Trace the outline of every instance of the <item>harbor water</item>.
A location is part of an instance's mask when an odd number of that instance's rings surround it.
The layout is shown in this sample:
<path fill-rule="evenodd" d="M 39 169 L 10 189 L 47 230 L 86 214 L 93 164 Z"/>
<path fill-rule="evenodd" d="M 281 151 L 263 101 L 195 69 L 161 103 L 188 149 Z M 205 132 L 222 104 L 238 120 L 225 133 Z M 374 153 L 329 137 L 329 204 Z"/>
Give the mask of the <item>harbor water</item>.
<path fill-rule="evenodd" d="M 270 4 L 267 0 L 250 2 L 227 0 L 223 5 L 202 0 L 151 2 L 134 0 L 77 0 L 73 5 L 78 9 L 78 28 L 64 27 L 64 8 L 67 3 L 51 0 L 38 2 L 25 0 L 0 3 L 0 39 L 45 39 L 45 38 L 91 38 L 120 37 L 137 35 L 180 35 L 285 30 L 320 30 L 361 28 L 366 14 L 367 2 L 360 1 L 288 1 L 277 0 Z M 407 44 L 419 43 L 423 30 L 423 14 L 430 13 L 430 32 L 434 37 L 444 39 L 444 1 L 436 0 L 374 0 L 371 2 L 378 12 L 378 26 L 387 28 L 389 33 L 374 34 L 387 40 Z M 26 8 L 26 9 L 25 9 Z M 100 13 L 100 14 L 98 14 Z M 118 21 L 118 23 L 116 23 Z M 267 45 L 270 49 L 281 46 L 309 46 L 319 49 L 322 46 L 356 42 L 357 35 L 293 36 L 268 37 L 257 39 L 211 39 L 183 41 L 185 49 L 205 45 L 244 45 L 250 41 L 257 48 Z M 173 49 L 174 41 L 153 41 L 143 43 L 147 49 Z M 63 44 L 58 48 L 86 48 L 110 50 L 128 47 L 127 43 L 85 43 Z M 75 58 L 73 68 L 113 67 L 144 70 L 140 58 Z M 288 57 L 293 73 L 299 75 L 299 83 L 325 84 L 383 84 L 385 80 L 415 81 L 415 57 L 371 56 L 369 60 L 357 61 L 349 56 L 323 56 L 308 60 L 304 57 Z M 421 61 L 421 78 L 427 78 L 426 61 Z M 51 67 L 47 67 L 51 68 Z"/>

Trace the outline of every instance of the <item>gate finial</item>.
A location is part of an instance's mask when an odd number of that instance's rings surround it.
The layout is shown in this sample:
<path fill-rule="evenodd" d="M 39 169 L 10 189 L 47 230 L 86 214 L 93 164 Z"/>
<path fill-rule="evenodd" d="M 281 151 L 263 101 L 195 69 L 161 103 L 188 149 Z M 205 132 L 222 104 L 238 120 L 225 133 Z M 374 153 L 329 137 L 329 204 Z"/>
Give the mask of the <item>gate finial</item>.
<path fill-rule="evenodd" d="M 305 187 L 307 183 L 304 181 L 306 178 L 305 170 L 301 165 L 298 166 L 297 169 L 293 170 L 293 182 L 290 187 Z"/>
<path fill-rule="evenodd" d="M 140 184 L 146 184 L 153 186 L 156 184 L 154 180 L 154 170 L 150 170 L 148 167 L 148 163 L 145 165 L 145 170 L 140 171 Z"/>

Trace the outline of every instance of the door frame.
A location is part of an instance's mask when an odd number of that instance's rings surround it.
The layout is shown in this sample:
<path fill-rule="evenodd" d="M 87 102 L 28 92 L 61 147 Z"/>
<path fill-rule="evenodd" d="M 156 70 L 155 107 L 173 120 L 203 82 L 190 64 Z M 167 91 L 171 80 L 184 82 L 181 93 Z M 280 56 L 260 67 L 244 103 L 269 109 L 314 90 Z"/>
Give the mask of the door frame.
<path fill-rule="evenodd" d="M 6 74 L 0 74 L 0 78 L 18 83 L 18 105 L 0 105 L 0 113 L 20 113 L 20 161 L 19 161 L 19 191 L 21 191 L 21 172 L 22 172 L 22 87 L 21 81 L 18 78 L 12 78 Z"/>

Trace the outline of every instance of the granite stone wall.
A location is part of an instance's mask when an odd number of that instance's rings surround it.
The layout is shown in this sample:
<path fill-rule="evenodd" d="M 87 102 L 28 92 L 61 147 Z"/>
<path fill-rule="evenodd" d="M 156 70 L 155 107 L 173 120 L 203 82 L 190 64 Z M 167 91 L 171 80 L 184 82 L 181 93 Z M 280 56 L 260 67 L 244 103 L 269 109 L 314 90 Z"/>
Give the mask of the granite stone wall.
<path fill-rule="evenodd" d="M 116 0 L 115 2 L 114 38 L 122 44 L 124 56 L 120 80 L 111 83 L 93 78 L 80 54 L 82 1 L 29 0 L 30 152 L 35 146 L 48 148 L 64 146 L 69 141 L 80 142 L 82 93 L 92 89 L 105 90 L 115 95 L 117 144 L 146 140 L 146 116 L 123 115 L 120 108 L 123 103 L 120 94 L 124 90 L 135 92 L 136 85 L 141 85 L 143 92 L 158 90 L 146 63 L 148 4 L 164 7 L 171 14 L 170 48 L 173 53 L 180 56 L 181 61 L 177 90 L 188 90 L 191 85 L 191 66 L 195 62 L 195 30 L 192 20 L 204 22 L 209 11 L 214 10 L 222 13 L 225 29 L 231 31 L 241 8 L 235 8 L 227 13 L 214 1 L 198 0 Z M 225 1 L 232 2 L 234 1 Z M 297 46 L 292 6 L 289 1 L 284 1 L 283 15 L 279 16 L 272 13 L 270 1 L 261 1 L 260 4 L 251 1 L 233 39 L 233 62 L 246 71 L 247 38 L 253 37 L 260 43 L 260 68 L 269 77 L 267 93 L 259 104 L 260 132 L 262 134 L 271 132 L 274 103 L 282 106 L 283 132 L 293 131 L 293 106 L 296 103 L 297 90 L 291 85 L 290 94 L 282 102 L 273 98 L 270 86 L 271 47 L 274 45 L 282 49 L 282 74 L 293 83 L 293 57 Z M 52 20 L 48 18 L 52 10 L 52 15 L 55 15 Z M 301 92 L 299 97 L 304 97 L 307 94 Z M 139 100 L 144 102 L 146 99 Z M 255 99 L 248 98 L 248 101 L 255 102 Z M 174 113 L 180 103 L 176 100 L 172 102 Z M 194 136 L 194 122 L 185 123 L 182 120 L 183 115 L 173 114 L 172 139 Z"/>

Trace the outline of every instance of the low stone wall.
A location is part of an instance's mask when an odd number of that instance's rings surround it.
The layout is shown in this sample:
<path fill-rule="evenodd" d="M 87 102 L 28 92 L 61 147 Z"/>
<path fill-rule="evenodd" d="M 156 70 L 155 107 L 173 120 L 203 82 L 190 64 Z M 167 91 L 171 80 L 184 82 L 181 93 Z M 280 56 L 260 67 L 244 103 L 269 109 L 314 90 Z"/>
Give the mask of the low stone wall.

== == ==

• **What you are asked to do**:
Lay out the lines of all five items above as a numbered list, omitting blank lines.

• **Solution to this problem**:
1. Trace the outline of every instance of the <item>harbor water</item>.
2. A location is part of an instance's mask when an odd number of that instance's rings surround it.
3. The layout is shown in this sample:
4. <path fill-rule="evenodd" d="M 39 169 L 10 189 L 47 230 L 86 214 L 93 164 Z"/>
5. <path fill-rule="evenodd" d="M 281 151 L 263 101 L 195 69 L 161 103 L 188 149 Z M 205 132 L 222 104 L 238 120 L 225 133 Z M 374 153 L 329 137 L 329 204 Z"/>
6. Give the mask of the <item>harbor water</item>.
7. <path fill-rule="evenodd" d="M 270 4 L 267 0 L 250 2 L 227 0 L 223 5 L 202 0 L 151 2 L 134 0 L 77 0 L 73 5 L 78 9 L 78 28 L 64 27 L 64 8 L 67 3 L 51 0 L 38 2 L 25 0 L 0 3 L 0 39 L 45 39 L 45 38 L 91 38 L 120 37 L 137 35 L 180 35 L 285 30 L 320 30 L 361 28 L 366 14 L 367 2 L 360 1 L 288 1 L 277 0 Z M 407 44 L 419 43 L 423 30 L 423 14 L 430 13 L 430 32 L 434 37 L 444 39 L 444 1 L 436 0 L 374 0 L 371 2 L 378 12 L 378 26 L 387 28 L 389 33 L 374 34 L 387 40 Z M 26 8 L 26 9 L 25 9 Z M 100 13 L 100 14 L 98 14 Z M 118 21 L 118 23 L 116 23 Z M 267 45 L 270 49 L 281 46 L 309 46 L 319 49 L 322 46 L 356 42 L 357 35 L 293 36 L 268 37 L 257 39 L 211 39 L 183 41 L 185 49 L 205 45 L 244 45 L 250 41 L 257 48 Z M 173 49 L 174 41 L 153 41 L 143 43 L 147 49 Z M 63 44 L 58 48 L 86 48 L 110 50 L 128 47 L 127 43 L 85 43 Z M 75 58 L 73 68 L 113 67 L 144 70 L 140 58 Z M 288 57 L 293 73 L 299 75 L 299 83 L 325 84 L 383 84 L 385 80 L 415 81 L 415 57 L 371 56 L 369 60 L 357 61 L 349 56 L 323 56 L 308 60 L 304 57 Z M 421 61 L 421 78 L 427 78 L 426 61 Z M 51 67 L 47 67 L 51 68 Z"/>
8. Trace the outline of every instance of the <item>gate finial</item>.
9. A location is part of an instance's mask when an odd number of that instance's rings surround it.
10. The layout is shown in this sample:
11. <path fill-rule="evenodd" d="M 39 169 L 10 189 L 47 230 L 86 214 L 93 164 Z"/>
12. <path fill-rule="evenodd" d="M 281 151 L 263 101 L 195 69 L 161 103 L 188 149 Z M 205 132 L 222 104 L 238 120 L 225 133 Z M 374 153 L 329 137 L 329 204 Z"/>
13. Give the mask of the <item>gate finial</item>.
14. <path fill-rule="evenodd" d="M 305 187 L 307 183 L 304 181 L 306 178 L 305 170 L 301 165 L 298 166 L 297 169 L 293 170 L 293 182 L 290 187 Z"/>
15. <path fill-rule="evenodd" d="M 140 184 L 146 184 L 153 186 L 156 184 L 154 180 L 154 170 L 150 170 L 148 167 L 148 163 L 145 165 L 145 170 L 140 171 Z"/>
16. Trace the outline of every instance of the door frame.
17. A location is part of an instance's mask when an odd number of that instance's rings surround it.
18. The layout is shown in this sample:
19. <path fill-rule="evenodd" d="M 87 102 L 28 92 L 61 147 Z"/>
20. <path fill-rule="evenodd" d="M 156 70 L 155 107 L 173 120 L 203 82 L 190 64 Z M 167 91 L 171 80 L 184 82 L 181 93 Z M 280 56 L 260 67 L 244 103 L 269 109 L 314 90 Z"/>
21. Give the mask of the door frame.
22. <path fill-rule="evenodd" d="M 6 74 L 0 74 L 0 78 L 18 83 L 18 105 L 0 105 L 0 113 L 20 113 L 20 161 L 19 161 L 19 191 L 21 191 L 21 172 L 22 172 L 22 87 L 21 81 L 18 78 L 12 78 Z"/>
23. Trace the outline of every instance of the granite stone wall.
24. A location is part of an instance's mask when an odd number of that instance's rings surround it.
25. The layout is shown in this sample:
26. <path fill-rule="evenodd" d="M 87 102 L 28 92 L 61 147 Z"/>
27. <path fill-rule="evenodd" d="M 156 70 L 155 107 L 173 120 L 203 82 L 190 64 Z M 167 91 L 171 80 L 184 82 L 181 93 Z M 280 56 L 260 67 L 244 103 L 269 109 L 314 90 Z"/>
28. Give the mask of the granite stone wall.
29. <path fill-rule="evenodd" d="M 116 0 L 115 2 L 114 38 L 122 44 L 124 56 L 120 80 L 111 83 L 93 78 L 80 54 L 82 1 L 29 0 L 30 152 L 35 146 L 48 148 L 64 146 L 69 141 L 80 142 L 82 93 L 92 89 L 105 90 L 115 95 L 117 144 L 146 140 L 146 116 L 123 115 L 120 108 L 123 103 L 120 94 L 124 90 L 135 92 L 136 85 L 141 85 L 143 92 L 158 90 L 146 63 L 148 4 L 164 7 L 171 14 L 170 48 L 173 53 L 180 56 L 181 61 L 177 90 L 188 90 L 191 85 L 191 66 L 195 62 L 195 30 L 192 20 L 204 22 L 209 11 L 214 10 L 222 13 L 225 29 L 231 31 L 241 8 L 235 8 L 227 13 L 214 1 L 198 0 Z M 225 1 L 232 2 L 234 1 Z M 297 46 L 292 6 L 289 1 L 284 1 L 283 15 L 279 16 L 272 13 L 270 1 L 261 1 L 260 4 L 251 1 L 233 39 L 233 62 L 246 71 L 247 38 L 253 37 L 260 43 L 260 68 L 269 77 L 267 93 L 259 104 L 260 132 L 262 134 L 271 132 L 274 103 L 282 106 L 283 132 L 293 131 L 293 106 L 296 103 L 297 90 L 291 85 L 290 94 L 282 102 L 273 98 L 270 86 L 271 47 L 274 45 L 282 49 L 282 74 L 293 83 L 293 57 Z M 52 20 L 48 18 L 52 10 L 52 15 L 55 15 Z M 301 92 L 299 97 L 304 97 L 307 94 Z M 139 100 L 144 102 L 146 99 Z M 255 99 L 248 98 L 248 101 L 255 102 Z M 174 113 L 180 103 L 176 100 L 172 102 Z M 194 136 L 194 122 L 185 123 L 182 120 L 183 115 L 173 114 L 172 139 Z"/>
30. Trace the outline of every instance of the low stone wall.
31. A location is part of an instance's mask when an odd number of that instance's rings surround it.
32. The layout is shown in this sample:
33. <path fill-rule="evenodd" d="M 87 102 L 28 92 L 61 147 Z"/>
34. <path fill-rule="evenodd" d="M 156 70 L 155 107 L 173 120 L 203 82 L 190 64 Z M 167 91 L 171 80 L 184 82 L 181 93 Z M 280 56 L 260 67 L 244 103 L 269 109 L 314 90 Z"/>
35. Give the mask of the low stone wall.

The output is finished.